[Dataset entries]
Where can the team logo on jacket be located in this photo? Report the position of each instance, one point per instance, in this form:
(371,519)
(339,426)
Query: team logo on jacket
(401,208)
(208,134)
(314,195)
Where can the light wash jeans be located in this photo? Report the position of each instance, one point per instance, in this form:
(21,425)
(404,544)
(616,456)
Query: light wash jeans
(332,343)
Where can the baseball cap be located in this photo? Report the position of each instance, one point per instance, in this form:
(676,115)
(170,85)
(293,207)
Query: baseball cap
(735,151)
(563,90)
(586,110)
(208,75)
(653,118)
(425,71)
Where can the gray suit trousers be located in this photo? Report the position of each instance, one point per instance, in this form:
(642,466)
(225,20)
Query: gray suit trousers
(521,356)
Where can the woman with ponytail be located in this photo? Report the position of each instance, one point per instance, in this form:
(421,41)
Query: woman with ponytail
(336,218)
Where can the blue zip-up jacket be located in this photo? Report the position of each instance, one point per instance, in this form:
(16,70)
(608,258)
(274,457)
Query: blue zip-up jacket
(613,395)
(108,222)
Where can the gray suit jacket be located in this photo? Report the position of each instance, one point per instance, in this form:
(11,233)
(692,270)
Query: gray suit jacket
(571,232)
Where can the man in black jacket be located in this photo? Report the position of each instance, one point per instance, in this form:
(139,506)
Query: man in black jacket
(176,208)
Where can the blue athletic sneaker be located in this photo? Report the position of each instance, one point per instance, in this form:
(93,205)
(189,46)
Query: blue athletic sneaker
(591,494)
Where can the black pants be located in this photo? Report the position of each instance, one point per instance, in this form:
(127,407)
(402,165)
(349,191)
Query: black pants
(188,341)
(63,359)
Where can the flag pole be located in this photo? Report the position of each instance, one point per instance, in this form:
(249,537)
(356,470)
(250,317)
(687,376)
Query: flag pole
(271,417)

* **Exercise brief**
Go through the entries above and restate each one exactly.

* **Written reply**
Where can the team logo on jacket be located in this photo? Report the position of each instance, one point per instance, in this form:
(371,519)
(339,426)
Query: team logo on jacket
(401,208)
(208,134)
(314,195)
Where can the light wash jeans be located in this photo? Report the position of each instance, one point per instance, in this form:
(21,425)
(404,544)
(616,456)
Query: light wash jeans
(332,343)
Where can the baseball cap be located in this photo? Report the position of each instance, one point per instance, in this form:
(676,115)
(170,85)
(293,207)
Query: baseball cap
(735,151)
(563,90)
(586,110)
(208,75)
(653,118)
(425,71)
Where can the gray suit trousers be located in this photo? Report the position of each instance, one point per instance, in this form:
(642,466)
(225,20)
Query: gray suit trousers
(521,356)
Where can the woman with ponytail be located in this photo? Report the position of each instance, one point per instance, in this form:
(421,41)
Query: woman with ponytail
(336,218)
Where can the blue zip-up jacket be located in this photo? Report the position of each instance, one point per instance, in this form:
(16,70)
(608,258)
(274,457)
Query: blue zip-up jacket
(613,395)
(108,222)
Where can the gray suit jacket be located in this photo? Report the position of each instance, one point per instance, in this form:
(11,233)
(692,270)
Query: gray suit jacket
(571,232)
Where can the man in black jacket be located in this photo? Report the position of each instance, one point per instance, in this form:
(139,506)
Query: man in black jacket
(176,208)
Where can the blue athletic sneaker be located in this photo? Report the position of each instance, one point per instance, in this form:
(93,205)
(189,46)
Query: blue athletic sneaker
(591,494)
Where can the black pants be located in this photo? Report the position of each instance, one point per instance, in this form:
(127,407)
(402,165)
(349,191)
Query: black pants
(188,341)
(63,359)
Where can the flag pole be located in this photo? Report the position of each instance, one point per instance, in this form:
(249,537)
(356,470)
(250,317)
(687,376)
Query: flag pole
(271,417)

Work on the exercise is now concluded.